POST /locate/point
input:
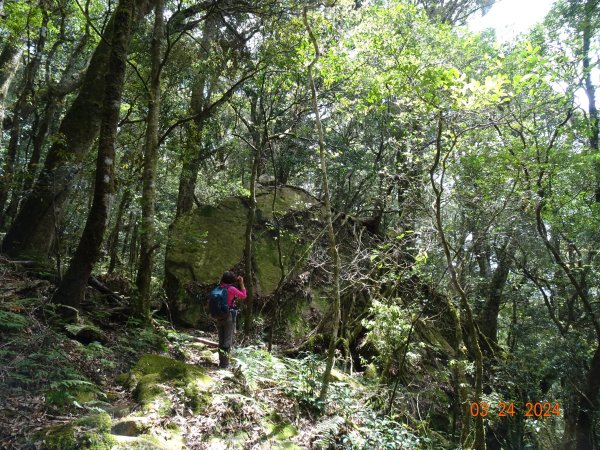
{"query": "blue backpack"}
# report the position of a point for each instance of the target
(217, 302)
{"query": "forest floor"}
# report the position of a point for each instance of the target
(109, 383)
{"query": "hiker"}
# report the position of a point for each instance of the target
(226, 323)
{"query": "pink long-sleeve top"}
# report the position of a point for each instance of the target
(233, 293)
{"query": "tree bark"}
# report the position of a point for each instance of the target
(473, 341)
(33, 231)
(72, 287)
(488, 316)
(113, 247)
(148, 229)
(25, 93)
(248, 251)
(327, 216)
(10, 59)
(590, 91)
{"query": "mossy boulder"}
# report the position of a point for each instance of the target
(152, 373)
(210, 240)
(90, 432)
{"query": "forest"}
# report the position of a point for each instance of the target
(411, 207)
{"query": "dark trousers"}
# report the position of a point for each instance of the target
(226, 330)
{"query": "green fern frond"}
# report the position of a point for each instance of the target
(327, 432)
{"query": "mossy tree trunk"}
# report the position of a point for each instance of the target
(256, 119)
(589, 10)
(72, 287)
(33, 231)
(10, 58)
(473, 337)
(327, 216)
(202, 89)
(25, 95)
(148, 228)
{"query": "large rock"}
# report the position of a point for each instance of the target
(210, 240)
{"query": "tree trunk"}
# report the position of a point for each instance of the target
(72, 287)
(248, 252)
(9, 62)
(488, 316)
(148, 229)
(327, 216)
(25, 93)
(113, 249)
(590, 91)
(32, 233)
(472, 337)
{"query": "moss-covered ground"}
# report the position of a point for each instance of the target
(158, 387)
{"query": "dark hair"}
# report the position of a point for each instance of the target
(228, 278)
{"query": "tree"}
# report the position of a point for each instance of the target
(147, 233)
(71, 290)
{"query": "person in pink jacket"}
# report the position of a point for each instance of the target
(226, 326)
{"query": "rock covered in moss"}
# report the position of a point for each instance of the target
(152, 373)
(91, 432)
(210, 240)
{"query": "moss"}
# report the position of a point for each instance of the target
(148, 390)
(122, 379)
(211, 239)
(152, 371)
(100, 422)
(60, 437)
(90, 432)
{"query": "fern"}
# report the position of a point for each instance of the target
(327, 432)
(10, 321)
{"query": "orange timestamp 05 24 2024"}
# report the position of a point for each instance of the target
(507, 409)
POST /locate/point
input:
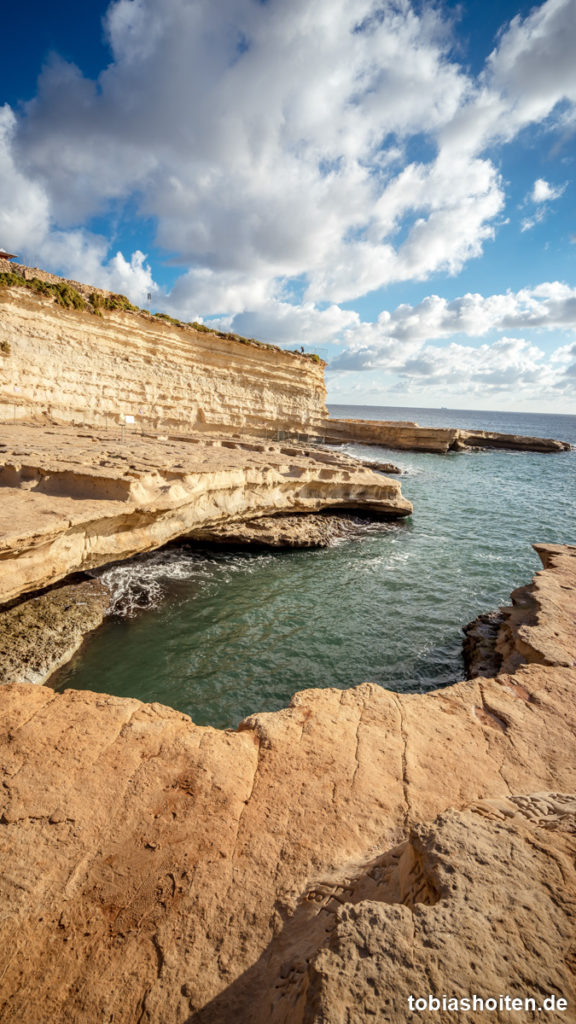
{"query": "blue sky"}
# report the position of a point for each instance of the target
(389, 184)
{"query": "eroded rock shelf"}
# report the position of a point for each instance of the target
(318, 859)
(75, 501)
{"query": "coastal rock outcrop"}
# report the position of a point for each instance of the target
(73, 501)
(538, 627)
(157, 870)
(404, 435)
(80, 355)
(71, 367)
(39, 635)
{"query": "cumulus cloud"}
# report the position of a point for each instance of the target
(548, 306)
(543, 192)
(269, 141)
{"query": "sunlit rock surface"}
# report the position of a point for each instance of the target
(330, 858)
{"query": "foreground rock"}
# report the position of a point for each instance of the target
(442, 914)
(154, 870)
(40, 635)
(521, 634)
(104, 498)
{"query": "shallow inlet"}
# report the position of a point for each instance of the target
(225, 633)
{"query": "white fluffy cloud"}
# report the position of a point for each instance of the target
(543, 192)
(270, 141)
(295, 156)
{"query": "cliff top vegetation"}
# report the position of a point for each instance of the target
(96, 302)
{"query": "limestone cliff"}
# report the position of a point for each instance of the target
(322, 863)
(404, 435)
(93, 366)
(73, 367)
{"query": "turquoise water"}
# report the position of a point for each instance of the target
(224, 634)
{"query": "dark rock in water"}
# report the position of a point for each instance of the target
(479, 647)
(380, 467)
(282, 531)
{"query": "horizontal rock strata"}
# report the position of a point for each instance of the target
(409, 436)
(73, 501)
(70, 366)
(293, 870)
(40, 635)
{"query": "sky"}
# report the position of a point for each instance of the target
(389, 184)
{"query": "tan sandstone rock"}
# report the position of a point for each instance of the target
(155, 870)
(41, 634)
(76, 500)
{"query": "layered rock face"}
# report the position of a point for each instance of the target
(70, 366)
(75, 501)
(322, 863)
(409, 436)
(74, 367)
(40, 635)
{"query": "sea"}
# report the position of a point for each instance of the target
(220, 634)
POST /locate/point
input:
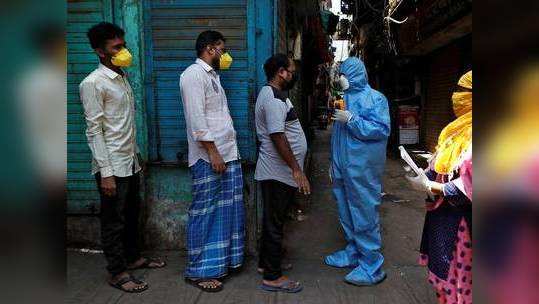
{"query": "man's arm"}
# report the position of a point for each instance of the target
(193, 96)
(285, 151)
(92, 101)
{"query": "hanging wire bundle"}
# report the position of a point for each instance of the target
(389, 10)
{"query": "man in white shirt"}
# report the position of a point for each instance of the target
(109, 109)
(215, 229)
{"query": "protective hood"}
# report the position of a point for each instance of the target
(354, 70)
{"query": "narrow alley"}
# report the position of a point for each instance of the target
(307, 243)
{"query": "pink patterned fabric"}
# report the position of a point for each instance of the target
(457, 288)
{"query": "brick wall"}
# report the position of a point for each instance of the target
(442, 73)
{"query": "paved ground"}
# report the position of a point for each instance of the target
(308, 242)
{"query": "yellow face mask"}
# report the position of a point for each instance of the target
(122, 59)
(225, 61)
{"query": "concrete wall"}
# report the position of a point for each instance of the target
(167, 201)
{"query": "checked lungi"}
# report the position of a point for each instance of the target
(215, 229)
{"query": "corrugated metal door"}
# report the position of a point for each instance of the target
(445, 66)
(171, 28)
(82, 194)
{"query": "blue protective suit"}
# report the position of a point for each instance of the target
(358, 160)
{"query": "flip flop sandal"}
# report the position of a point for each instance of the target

** Written problem **
Write the entries above out again exactly, but not the pictures.

** Output for this task **
POST /locate/point
input:
{"query": "blue backpack"}
# report the position of a point for each instance of the target
(217, 302)
{"query": "forest floor"}
# report the position of a point for each instance of the target
(109, 383)
{"query": "hiker"}
# report the position of a point for each instance of the target
(226, 323)
{"query": "pink long-sleeve top"}
# report the position of a point for each instance of the target
(233, 293)
{"query": "tree bark"}
# report the position of a point for each instance of the target
(473, 341)
(33, 231)
(72, 287)
(488, 316)
(113, 247)
(148, 229)
(25, 93)
(248, 251)
(327, 216)
(10, 59)
(590, 91)
{"query": "mossy boulder"}
# report the position of a point for each instance of the target
(152, 373)
(210, 240)
(90, 432)
{"query": "forest"}
# report the position of a point for each instance of the target
(411, 207)
{"query": "dark trousers"}
# report the position of a point for each instance of the target
(226, 330)
{"query": "green fern frond"}
# report the position of a point for each instance of the target
(327, 432)
{"query": "mossy tree trunk"}
# report the position of a point for each instance of the target
(256, 119)
(589, 10)
(72, 287)
(33, 231)
(10, 58)
(473, 337)
(327, 216)
(202, 89)
(25, 95)
(148, 228)
{"query": "large rock"}
# report the position of a point for each instance of the target
(210, 240)
{"query": "tree trunk"}
# report the position of a point for each instance of the target
(72, 287)
(248, 252)
(9, 62)
(488, 316)
(148, 229)
(327, 216)
(25, 93)
(113, 249)
(590, 91)
(32, 233)
(472, 337)
{"query": "moss-covered ground"}
# report the position of a point for each instance of the target
(158, 387)
{"query": "dark hair"}
# report the position of a point for each instance of the target
(228, 278)
{"query": "tree"}
# report the position of a point for each instance of the target
(147, 233)
(71, 290)
{"query": "person in pink jacket"}
# report the position of a point for each instance of the target
(226, 326)
{"query": "rock covered in moss"}
# report the position of a point for each instance of the target
(152, 373)
(91, 432)
(210, 240)
{"query": "moss"}
# report the position of a point for each instance of the target
(148, 390)
(122, 379)
(211, 239)
(152, 371)
(100, 422)
(60, 437)
(90, 432)
{"query": "fern"}
# report the position of a point for each instance of the target
(327, 432)
(10, 321)
{"query": "orange timestamp 05 24 2024"}
# report the position of a point for each instance of the target
(507, 409)
POST /locate/point
input:
{"query": "blue sky"}
# report the position of a point for each instance of the target
(389, 184)
{"query": "eroded rock shelf"}
# report the position of a point for each instance of the target
(318, 859)
(75, 501)
{"query": "coastal rock outcrop"}
# report the position of a point for each instance of the target
(73, 501)
(538, 627)
(157, 870)
(404, 435)
(80, 355)
(71, 367)
(39, 635)
{"query": "cumulus cloud"}
# report the position of a point for each instance of the target
(548, 306)
(543, 192)
(269, 141)
{"query": "sunlit rock surface"}
# report the position of a point for each instance of the target
(330, 858)
{"query": "foreground rock"}
# report the position of a point for each instance of the target
(442, 914)
(154, 870)
(40, 635)
(521, 634)
(104, 498)
{"query": "shallow inlet"}
# report the position of a point for each instance of the target
(225, 633)
{"query": "white fluffy cloud"}
# report the position of a point for each instance of the target
(543, 192)
(270, 141)
(295, 156)
{"query": "cliff top vegetation"}
# report the position of a point for each instance of the target
(96, 302)
{"query": "limestone cliff"}
# report the position of a point for each instance of the target
(322, 863)
(404, 435)
(93, 366)
(73, 367)
{"query": "turquoise water"}
# report the position of a point for each instance of the target
(224, 634)
{"query": "dark rock in water"}
# report the position of a point for each instance of the target
(479, 647)
(380, 467)
(282, 531)
{"query": "horizontal rock strata"}
# report the position of a point for each instance of the target
(409, 436)
(73, 501)
(70, 366)
(293, 870)
(40, 635)
{"query": "sky"}
# report the position of a point for each instance of the target
(389, 184)
{"query": "tan sandstone rock"}
# report the position of a point for each instance of the target
(155, 870)
(41, 634)
(76, 500)
{"query": "layered rock face"}
# report the position of a point for each instance of the target
(70, 366)
(75, 501)
(322, 863)
(409, 436)
(74, 367)
(40, 635)
{"query": "sea"}
# report the position of a point for each instance of the target
(220, 634)
POST /locate/point
input:
{"query": "man's arm"}
# report the position of a point for each instance of the target
(193, 96)
(285, 151)
(92, 101)
{"query": "hanging wire bundle"}
# report the position of a point for each instance of the target
(389, 10)
{"query": "man in white shirt"}
# report the position of a point for each instance of the target
(109, 109)
(215, 229)
{"query": "protective hood"}
# report the position of a point for each instance of the target
(354, 70)
{"query": "narrow alley"}
# report the position of a point for each instance of the target
(307, 243)
{"query": "pink patterned fabric"}
# report the position of a point for each instance of the target
(457, 288)
{"query": "brick wall"}
# report the position of a point for each instance of the target
(442, 73)
{"query": "paved ground"}
# report the position of a point for each instance of the target
(308, 242)
{"query": "yellow face mask"}
# report the position of a point for each instance of the target
(122, 59)
(225, 61)
{"query": "concrete wall"}
# report the position of a point for each instance of the target
(167, 201)
{"query": "checked lungi"}
# report the position of a point for each instance of the target
(215, 229)
{"query": "corrugated metal door"}
# report the position of a point for each instance of the target
(445, 66)
(171, 28)
(82, 194)
{"query": "blue protective suit"}
# report the position of a point for each instance of the target
(358, 160)
{"query": "flip flop sandal"}
# report the position of a point for each instance of the target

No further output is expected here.